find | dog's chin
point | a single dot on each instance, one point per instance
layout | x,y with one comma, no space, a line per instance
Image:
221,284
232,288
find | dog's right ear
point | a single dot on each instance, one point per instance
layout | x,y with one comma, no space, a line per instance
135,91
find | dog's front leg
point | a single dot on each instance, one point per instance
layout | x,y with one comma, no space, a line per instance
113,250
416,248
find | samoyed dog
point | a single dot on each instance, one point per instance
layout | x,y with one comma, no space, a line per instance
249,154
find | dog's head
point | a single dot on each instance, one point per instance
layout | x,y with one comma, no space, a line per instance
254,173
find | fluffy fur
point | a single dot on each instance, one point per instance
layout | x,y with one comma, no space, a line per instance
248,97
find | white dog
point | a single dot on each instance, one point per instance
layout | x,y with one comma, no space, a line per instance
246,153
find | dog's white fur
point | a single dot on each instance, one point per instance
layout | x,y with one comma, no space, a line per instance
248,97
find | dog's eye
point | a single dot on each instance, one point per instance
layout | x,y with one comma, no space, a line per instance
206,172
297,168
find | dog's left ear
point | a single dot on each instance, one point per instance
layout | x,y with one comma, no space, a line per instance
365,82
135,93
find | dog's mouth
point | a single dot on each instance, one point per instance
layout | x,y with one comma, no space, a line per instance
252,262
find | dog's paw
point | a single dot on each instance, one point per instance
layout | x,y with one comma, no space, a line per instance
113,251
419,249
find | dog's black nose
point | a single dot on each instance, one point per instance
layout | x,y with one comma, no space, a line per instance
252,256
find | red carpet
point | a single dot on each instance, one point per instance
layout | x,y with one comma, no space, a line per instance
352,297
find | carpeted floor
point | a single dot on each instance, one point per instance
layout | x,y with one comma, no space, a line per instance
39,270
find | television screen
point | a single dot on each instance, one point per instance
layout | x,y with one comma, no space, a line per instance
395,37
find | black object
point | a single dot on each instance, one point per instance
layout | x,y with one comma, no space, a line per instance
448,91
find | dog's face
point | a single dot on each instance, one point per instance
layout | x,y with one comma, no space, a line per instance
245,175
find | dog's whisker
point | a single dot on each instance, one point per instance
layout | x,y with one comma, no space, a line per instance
•••••
[EXERCISE OBJECTIVE] Output all of the data again. Match it exactly.

[SOLUTION BELOW]
find | dog's chin
point | a single dot on each instance, one point per instance
layout | x,y with one comma, no space, a line per instance
Image:
221,284
232,288
find | dog's right ear
point | a single dot on each instance, one point per instance
layout | x,y with one comma, no space, a line per instance
135,91
find | dog's front leg
point | a single dot on each instance, one point per instance
layout | x,y with one comma, no space, a line per instance
113,250
416,248
find | samoyed dog
point | a single dot on each instance, one point per instance
layout | x,y with one comma, no space, a line per instance
249,154
find | dog's head
point | a single dot on each instance, one point per instance
layout | x,y with one comma, no space, a line per instance
254,173
find | fluffy fur
point | a single dot on each instance, one point per instance
layout | x,y with one comma, no space, a line per instance
248,97
find | white dog
point | a single dot on each instance, one point per instance
layout | x,y with one comma, no space, a line per instance
246,153
find | dog's white fur
point | a single dot on each instance, one point per instance
layout | x,y with one comma, no space, a line per instance
248,97
find | dog's eye
point | a single dot on each instance, one point per instance
layout | x,y with one comma, no space, a line per instance
206,172
297,168
find | dog's left ear
point | a single dot on each instance, one point per instance
layout | x,y with one comma, no space, a line per instance
365,82
135,93
find | dog's mouth
point | a single dot on each instance, one point per instance
layout | x,y with one comma, no space, a line per instance
252,262
find | dog's paw
point | a single dot on each instance, one point per instance
layout | x,y with one comma, no space, a line per instance
113,251
419,249
find | dog's black nose
point | a single dot on each instance, one point per instance
layout | x,y with one comma, no space, a line per instance
252,256
find | red carpet
point | a single dot on each instance, one point per instance
layout | x,y with one comma, no space, a line per instance
352,297
find | carpeted floor
point | a single dot on each instance, one point per instance
layout | x,y with one comma, no space, a line per instance
39,270
find | television screen
point | a single dot on each instance, one point per instance
layout | x,y with one comma, no space, a line per instance
395,37
find | black object
point | a single dot on each instance, one point per instance
layout | x,y with one comma, no space, a line per instance
448,91
find | dog's face
point | a single dot on each instance, one point per instance
layout | x,y with one comma, no space, a line per instance
245,175
find | dog's whisker
point | a single dot on each instance, one point per instance
layout | x,y with one comma, no space, a line per instance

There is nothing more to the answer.